=== Information supplied ===

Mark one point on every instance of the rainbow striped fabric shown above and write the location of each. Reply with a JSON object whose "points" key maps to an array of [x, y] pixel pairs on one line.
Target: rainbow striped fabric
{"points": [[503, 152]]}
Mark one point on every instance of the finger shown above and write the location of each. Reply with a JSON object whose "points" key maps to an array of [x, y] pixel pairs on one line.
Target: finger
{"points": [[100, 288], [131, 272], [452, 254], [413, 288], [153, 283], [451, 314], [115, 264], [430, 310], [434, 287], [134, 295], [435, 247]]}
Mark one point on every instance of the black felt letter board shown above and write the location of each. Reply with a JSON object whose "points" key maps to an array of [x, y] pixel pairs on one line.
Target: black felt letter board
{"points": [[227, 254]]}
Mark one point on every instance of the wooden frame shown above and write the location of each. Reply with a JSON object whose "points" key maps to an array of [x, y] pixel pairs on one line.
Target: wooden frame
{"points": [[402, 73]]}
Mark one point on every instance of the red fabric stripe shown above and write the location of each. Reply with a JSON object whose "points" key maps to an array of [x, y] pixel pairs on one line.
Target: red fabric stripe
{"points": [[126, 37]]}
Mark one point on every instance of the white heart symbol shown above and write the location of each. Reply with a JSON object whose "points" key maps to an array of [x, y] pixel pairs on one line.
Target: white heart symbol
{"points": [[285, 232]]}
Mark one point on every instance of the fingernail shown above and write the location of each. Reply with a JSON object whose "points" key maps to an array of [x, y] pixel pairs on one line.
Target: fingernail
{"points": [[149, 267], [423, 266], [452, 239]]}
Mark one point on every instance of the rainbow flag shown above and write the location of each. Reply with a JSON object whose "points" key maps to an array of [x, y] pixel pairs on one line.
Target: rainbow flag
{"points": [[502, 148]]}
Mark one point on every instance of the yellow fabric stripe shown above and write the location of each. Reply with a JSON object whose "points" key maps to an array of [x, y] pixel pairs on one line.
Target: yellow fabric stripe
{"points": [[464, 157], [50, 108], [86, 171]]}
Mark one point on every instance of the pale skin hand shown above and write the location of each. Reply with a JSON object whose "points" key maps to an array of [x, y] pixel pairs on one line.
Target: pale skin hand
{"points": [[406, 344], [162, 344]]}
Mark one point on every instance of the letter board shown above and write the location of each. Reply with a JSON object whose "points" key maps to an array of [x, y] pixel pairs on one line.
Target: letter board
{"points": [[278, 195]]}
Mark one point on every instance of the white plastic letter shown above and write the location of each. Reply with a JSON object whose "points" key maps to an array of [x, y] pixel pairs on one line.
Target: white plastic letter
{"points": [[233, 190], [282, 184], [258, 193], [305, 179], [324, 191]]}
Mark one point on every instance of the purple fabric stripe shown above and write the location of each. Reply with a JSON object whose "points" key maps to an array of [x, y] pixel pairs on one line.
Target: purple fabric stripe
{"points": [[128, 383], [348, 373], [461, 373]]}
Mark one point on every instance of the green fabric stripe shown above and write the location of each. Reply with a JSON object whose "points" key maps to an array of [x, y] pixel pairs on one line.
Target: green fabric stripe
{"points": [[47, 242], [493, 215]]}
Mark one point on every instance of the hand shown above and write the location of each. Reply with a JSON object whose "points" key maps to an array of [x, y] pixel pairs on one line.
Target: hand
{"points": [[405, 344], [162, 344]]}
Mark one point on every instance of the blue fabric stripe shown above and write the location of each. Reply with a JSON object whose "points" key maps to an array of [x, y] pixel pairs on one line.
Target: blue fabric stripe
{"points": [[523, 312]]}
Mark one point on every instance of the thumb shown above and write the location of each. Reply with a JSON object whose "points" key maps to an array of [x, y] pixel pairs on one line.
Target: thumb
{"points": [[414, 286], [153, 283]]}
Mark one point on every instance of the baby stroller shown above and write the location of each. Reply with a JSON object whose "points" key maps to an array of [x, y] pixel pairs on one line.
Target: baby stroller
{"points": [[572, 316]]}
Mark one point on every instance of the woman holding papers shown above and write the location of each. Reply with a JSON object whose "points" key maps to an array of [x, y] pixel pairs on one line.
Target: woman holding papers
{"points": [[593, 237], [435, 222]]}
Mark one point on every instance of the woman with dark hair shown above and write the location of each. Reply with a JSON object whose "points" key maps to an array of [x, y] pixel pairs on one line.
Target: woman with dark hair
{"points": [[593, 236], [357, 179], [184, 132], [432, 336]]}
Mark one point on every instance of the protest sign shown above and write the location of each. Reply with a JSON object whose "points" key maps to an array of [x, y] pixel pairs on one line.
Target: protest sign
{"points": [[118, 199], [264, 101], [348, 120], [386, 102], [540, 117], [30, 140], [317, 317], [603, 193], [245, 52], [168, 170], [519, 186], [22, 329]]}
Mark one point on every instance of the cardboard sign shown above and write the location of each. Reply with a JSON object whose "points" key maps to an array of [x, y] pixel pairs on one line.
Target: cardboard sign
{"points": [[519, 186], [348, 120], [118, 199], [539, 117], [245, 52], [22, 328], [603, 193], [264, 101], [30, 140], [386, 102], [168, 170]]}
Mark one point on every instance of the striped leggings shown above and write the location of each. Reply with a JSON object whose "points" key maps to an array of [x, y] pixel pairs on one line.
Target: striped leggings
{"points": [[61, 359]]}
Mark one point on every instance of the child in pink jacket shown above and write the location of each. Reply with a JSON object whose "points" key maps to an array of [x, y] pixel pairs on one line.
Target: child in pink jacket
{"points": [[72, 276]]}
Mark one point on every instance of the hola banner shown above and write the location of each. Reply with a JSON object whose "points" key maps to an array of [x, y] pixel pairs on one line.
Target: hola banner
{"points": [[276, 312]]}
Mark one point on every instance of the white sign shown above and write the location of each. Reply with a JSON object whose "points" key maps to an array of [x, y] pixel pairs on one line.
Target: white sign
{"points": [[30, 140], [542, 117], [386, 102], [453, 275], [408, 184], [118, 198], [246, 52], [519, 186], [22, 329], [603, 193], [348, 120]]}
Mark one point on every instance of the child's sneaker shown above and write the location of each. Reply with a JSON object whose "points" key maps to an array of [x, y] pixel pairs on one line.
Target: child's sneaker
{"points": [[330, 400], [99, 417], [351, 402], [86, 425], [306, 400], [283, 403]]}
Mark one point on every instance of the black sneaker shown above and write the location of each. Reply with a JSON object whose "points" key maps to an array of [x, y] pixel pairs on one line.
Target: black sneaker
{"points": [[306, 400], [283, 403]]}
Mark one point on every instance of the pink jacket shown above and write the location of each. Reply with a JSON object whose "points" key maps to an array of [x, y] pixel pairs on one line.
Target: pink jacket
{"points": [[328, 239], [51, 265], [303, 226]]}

===

* _Work to be completed_: Put every line of the listing above into a numbered list, leaving out any blank lines.

* _Output for this exercise_:
1. Mark one point on every instance of the rainbow striped fabric shown above and write the location of each. Reply with a JSON object whose "points" key maps to an array of [x, y] pixel pairs on one line.
2. Target: rainbow striped fabric
3. {"points": [[503, 152]]}
4. Mark one point on every instance of the finger shown above and write the location of each. Reply with a JSON object whose "points" key maps to an array of [x, y] pixel pairs on one line.
5. Target: finger
6. {"points": [[100, 288], [131, 272], [452, 254], [413, 288], [153, 283], [451, 314], [115, 264], [430, 310], [434, 287], [134, 295], [435, 247]]}
7. Mark one point on every instance of the black felt letter board shown above and write the location of each. Reply with a JSON object whose "points" key maps to an array of [x, y] pixel pairs on one line.
8. Target: black felt letter board
9. {"points": [[227, 254]]}
10. Mark one point on every instance of the wooden frame shown above and write the location of each. Reply with a JSON object whose "points" key maps to an array of [x, y] pixel pairs on one line.
11. Target: wooden frame
12. {"points": [[402, 73]]}
13. Mark one point on every instance of the red fabric stripe shown above and write the location of each. Reply with a JSON object whose "points" key maps to an array of [x, y] pixel pairs on one line.
14. Target: red fabric stripe
15. {"points": [[126, 37]]}
16. Mark one point on every instance of the white heart symbol shown above and write the location of each. Reply with a JSON object whose "points" key maps to an array of [x, y] pixel pairs on one line.
17. Target: white heart symbol
18. {"points": [[285, 232]]}
19. Mark one point on every instance of the fingernail shown above and write the location of each. Reply with a JSON object whose "points" key maps to an array of [x, y] pixel pairs on one line.
20. Target: fingernail
21. {"points": [[149, 267], [423, 266], [452, 239]]}
22. Mark one point on every instance of the rainbow flag shown above and write the location of each. Reply with a JSON object whose "points" key maps to an array of [x, y] pixel pairs on one line.
23. Target: rainbow flag
24. {"points": [[502, 148]]}
25. Mark one point on every instance of the yellow fabric stripe shown above and write the location of each. Reply with a JSON object whose "points" key maps to an array of [x, y] pixel pairs on one line.
26. Target: yellow fabric stripe
27. {"points": [[464, 157], [50, 108], [86, 171]]}
28. Mark one point on every instance of the pale skin hand shown above and write the location of each. Reply with a JSON object whose "points" key maps to an array of [x, y] pixel pairs on one line.
29. Target: pale skin hand
30. {"points": [[406, 344], [162, 344]]}
31. Mark one point on every instance of the letter board shown above and write the location of each. Reply with a JSON object whose "points" key maps to an array of [x, y] pixel pairs on one line.
32. Target: letter board
33. {"points": [[278, 195]]}
34. Mark one point on every instance of the white plastic letter shown above and write the location of each. Reply with a JSON object whose "points" key maps to an array of [x, y] pixel pairs on one line.
35. Target: white plastic letter
36. {"points": [[233, 190], [282, 184], [258, 193], [305, 179], [324, 191]]}
37. Mark one point on every instance of the purple fabric stripe shown above and write the location of each. Reply with a JSON object whose "points" key maps to an array of [x, y] pixel pairs on one line.
38. Target: purple fabric stripe
39. {"points": [[128, 383], [348, 373], [461, 373]]}
40. Mark one point on every instance of the green fabric stripe shown above and write the location of each. Reply with a JSON object whose "points" key maps to an array of [x, y] pixel pairs on one line.
41. Target: green fabric stripe
42. {"points": [[47, 242], [493, 215]]}
43. Mark one point on every instance of the hand shown above and write the location of each. Reply with a JSON object whose "points" key maps to an array of [x, y] pixel pairs on one line.
44. Target: hand
45. {"points": [[405, 344], [162, 344]]}
46. Mark one point on every instance of the blue fabric stripe shown above and write the location of each. Reply with a JSON object whose "points" key maps to an array of [x, y] pixel pairs on one line.
47. Target: blue fabric stripe
48. {"points": [[523, 312]]}
49. Mark one point on every instance of the thumb shown above and write the location of each. Reply with a JSON object whose "points" key maps to an array of [x, y] pixel pairs on one line.
50. Target: thumb
51. {"points": [[414, 286], [153, 283]]}
52. Mark one point on every instance of the baby stroller shown above and write the location of each. Reply with a JSON object whose "points" key maps to an array of [x, y] pixel pairs on one line.
53. Target: baby stroller
54. {"points": [[572, 316]]}
55. Mark one point on every instance of the woman holding papers shown above and write the location of each. Reply with a JSON object whose "points" key maps to an array of [x, y] pixel pairs on one line.
56. Target: woman holding papers
57. {"points": [[593, 237], [435, 222]]}
58. Mark one point on every instance of the woman with dark hair shown above and write the location of each. Reply with a JSON object whose "points" key maps to an array of [x, y] pixel pairs on one line.
59. Target: woman with dark hair
60. {"points": [[593, 236], [357, 179], [184, 132], [432, 336]]}
61. Mark one point on every instance of the protest sign shown above and write the location of each. Reply with a JSON object whose "points" key maps to an array of [x, y] pixel pairs on one line.
62. Target: protest sign
63. {"points": [[118, 199], [264, 101], [348, 120], [386, 102], [540, 117], [30, 140], [317, 317], [603, 193], [245, 52], [168, 170], [519, 186], [22, 329]]}
64. Mark one point on every instance of the cardboard sign shown above and write the location of each. Reply with a JSON object whose "points" key maps to an array of [x, y] pixel pairs on one line.
65. Target: cardboard sign
66. {"points": [[519, 186], [348, 120], [118, 199], [539, 117], [245, 52], [22, 328], [603, 193], [264, 101], [30, 140], [386, 102], [168, 170]]}
67. Mark one point on every instance of the striped leggings shown above and write the location of each. Reply with a JSON object whose "points" key maps to an array of [x, y] pixel pairs on one line.
68. Target: striped leggings
69. {"points": [[61, 359]]}
70. Mark one point on every instance of the child in pink jacket shown above and write the location of each. Reply with a JSON object whose "points" key maps to an array of [x, y] pixel pairs on one line.
71. Target: child in pink jacket
72. {"points": [[72, 276]]}
73. Mark one point on every instance of the hola banner shown above and write the location of each. Reply with a JSON object whose "points" key maps to an array of [x, y] pixel pairs on one line.
74. Target: hola banner
75. {"points": [[276, 312]]}
76. Mark one point on every instance of the white sign shown above and write the location of each. Reply with a JSON object whose "points" key maps to an array of [x, y] pixel pairs on one line.
77. Target: white sign
78. {"points": [[30, 140], [542, 117], [386, 102], [453, 275], [408, 184], [118, 198], [246, 52], [519, 186], [22, 329], [603, 193], [348, 120]]}
79. Mark one point on every instance of the child's sneaker shown above and write the location of each. Reply with a JSON object whose "points" key maps to an array of [x, y] pixel pairs on one line.
80. Target: child's sneaker
81. {"points": [[330, 400], [99, 417], [351, 402], [86, 425], [306, 400], [283, 403]]}
82. Mark one point on every instance of the black sneaker shown above and write the location of each. Reply with a JSON object whose "points" key maps to an array of [x, y] pixel pairs on one line.
83. Target: black sneaker
84. {"points": [[306, 400], [283, 403]]}
85. Mark one point on every instance of the pink jacket shown above and write the location of each. Reply with a JSON object whose "points" key maps to an array of [x, y] pixel pairs on one line.
86. Target: pink jacket
87. {"points": [[328, 239], [51, 265], [303, 226]]}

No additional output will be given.